Exercise aim
Reproduce the records from the line with "Note to the class: locate the blue" up to and including the line with "<point>434,96</point>", keeping every line and multiplying each x,y coordinate in the answers by 1.8, rounded to whole numbers with halves rounded up. Return only those lines.

** Begin **

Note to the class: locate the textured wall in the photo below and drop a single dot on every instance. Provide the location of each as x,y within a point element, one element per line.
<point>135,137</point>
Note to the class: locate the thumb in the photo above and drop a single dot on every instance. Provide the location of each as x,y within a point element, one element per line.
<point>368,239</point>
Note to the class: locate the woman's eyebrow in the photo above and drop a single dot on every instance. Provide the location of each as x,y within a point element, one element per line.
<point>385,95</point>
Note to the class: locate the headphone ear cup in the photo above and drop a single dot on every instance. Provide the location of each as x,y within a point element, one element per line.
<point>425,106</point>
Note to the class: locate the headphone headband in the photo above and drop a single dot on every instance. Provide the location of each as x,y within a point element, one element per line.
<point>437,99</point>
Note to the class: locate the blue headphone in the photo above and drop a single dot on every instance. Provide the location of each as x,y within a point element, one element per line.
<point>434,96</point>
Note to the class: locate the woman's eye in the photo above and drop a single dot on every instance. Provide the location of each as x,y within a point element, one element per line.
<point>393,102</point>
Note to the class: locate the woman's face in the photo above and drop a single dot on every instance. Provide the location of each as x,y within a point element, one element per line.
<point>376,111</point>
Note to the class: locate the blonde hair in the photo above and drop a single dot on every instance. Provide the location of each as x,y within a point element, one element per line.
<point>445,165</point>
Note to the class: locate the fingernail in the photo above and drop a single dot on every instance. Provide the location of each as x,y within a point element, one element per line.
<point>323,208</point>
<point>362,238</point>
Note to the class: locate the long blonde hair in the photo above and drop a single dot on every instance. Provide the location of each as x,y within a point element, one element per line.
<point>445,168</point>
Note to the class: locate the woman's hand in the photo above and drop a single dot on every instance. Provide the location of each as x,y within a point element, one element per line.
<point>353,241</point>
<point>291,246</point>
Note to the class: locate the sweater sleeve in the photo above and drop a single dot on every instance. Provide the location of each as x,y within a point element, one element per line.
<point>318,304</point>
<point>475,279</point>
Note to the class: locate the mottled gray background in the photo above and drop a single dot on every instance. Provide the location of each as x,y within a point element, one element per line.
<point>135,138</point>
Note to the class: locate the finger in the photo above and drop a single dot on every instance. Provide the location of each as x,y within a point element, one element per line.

** End **

Final result
Note to the class: locate the blue headphone in the photo above and drop a single dot on every instance. Provide the location of each as x,y within a point element, one element per line.
<point>781,173</point>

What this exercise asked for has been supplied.